— TASK DIRECTIONS —
Return the records exactly, with nothing added.

— STORED DATA —
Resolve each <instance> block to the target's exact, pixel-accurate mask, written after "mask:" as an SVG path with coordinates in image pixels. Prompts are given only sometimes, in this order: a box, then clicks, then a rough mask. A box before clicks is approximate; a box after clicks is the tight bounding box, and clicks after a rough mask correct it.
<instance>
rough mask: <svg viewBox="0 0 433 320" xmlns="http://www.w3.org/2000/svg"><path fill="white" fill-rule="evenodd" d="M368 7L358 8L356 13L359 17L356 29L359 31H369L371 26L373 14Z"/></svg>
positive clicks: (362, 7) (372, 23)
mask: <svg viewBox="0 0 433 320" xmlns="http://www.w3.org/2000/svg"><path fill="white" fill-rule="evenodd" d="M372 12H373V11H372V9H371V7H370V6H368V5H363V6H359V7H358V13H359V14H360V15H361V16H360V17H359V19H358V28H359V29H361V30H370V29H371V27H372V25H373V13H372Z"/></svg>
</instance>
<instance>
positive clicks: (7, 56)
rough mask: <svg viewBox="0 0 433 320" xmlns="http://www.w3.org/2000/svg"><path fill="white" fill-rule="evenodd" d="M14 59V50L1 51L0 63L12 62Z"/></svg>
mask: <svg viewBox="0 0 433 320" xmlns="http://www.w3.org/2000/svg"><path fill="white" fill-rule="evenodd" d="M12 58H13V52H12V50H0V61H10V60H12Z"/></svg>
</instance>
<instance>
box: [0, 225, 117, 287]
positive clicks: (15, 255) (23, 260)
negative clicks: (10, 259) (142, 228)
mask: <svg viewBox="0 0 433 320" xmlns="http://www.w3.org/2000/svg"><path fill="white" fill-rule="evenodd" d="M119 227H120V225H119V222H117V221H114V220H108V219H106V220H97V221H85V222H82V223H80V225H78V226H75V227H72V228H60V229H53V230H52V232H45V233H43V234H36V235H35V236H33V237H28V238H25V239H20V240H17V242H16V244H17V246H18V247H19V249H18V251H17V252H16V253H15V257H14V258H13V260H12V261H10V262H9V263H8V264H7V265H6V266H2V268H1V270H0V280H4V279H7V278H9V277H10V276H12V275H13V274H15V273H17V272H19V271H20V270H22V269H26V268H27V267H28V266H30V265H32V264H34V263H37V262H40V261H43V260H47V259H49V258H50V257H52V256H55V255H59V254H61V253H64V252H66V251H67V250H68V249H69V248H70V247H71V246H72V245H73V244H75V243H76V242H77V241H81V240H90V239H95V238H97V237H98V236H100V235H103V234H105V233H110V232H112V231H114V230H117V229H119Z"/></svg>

— RESPONSE AREA —
Resolve each <instance> block to the target's exact, pixel-accurate mask, written after "mask:" as an SVG path with coordinates in image pixels. Prompts are given only sometimes, in this order: a box, then clicks, then a rough mask. A box before clicks is approximate; a box after clicks is the tight bounding box, and clicks after a rough mask correct it.
<instance>
rough mask: <svg viewBox="0 0 433 320" xmlns="http://www.w3.org/2000/svg"><path fill="white" fill-rule="evenodd" d="M368 7L358 8L356 13L359 17L356 29L359 31H369L371 26L373 14Z"/></svg>
positive clicks: (362, 7) (372, 23)
mask: <svg viewBox="0 0 433 320" xmlns="http://www.w3.org/2000/svg"><path fill="white" fill-rule="evenodd" d="M372 12H373V11H372V9H371V7H370V6H368V5H363V6H359V7H358V13H359V14H360V15H361V16H360V17H359V19H358V28H359V29H361V30H370V29H371V27H372V25H373V13H372Z"/></svg>
</instance>
<instance>
positive clicks: (7, 56)
rough mask: <svg viewBox="0 0 433 320" xmlns="http://www.w3.org/2000/svg"><path fill="white" fill-rule="evenodd" d="M14 59V50L1 51L0 63L12 62Z"/></svg>
mask: <svg viewBox="0 0 433 320" xmlns="http://www.w3.org/2000/svg"><path fill="white" fill-rule="evenodd" d="M12 58H13V52H12V50H0V61H10V60H12Z"/></svg>
</instance>
<instance>
box: [0, 225, 117, 287]
positive clicks: (15, 255) (23, 260)
negative clicks: (10, 259) (142, 228)
mask: <svg viewBox="0 0 433 320" xmlns="http://www.w3.org/2000/svg"><path fill="white" fill-rule="evenodd" d="M119 227H120V225H119V222H117V221H114V220H108V219H106V220H97V221H85V222H82V223H80V225H78V226H75V227H72V228H60V229H53V230H52V232H45V233H43V234H36V235H35V236H33V237H28V238H25V239H20V240H17V242H16V244H17V246H18V247H19V249H18V251H17V252H16V253H15V257H14V258H13V260H12V261H10V262H9V263H8V264H7V265H6V266H2V268H1V270H0V280H4V279H7V278H9V277H10V276H12V275H13V274H15V273H17V272H19V271H20V270H22V269H26V268H27V267H28V266H30V265H32V264H34V263H37V262H40V261H43V260H47V259H49V258H50V257H52V256H55V255H59V254H61V253H64V252H66V251H67V250H68V249H69V248H70V247H71V246H72V245H73V244H75V243H76V242H77V241H81V240H90V239H95V238H97V237H98V236H100V235H103V234H105V233H110V232H112V231H114V230H117V229H119Z"/></svg>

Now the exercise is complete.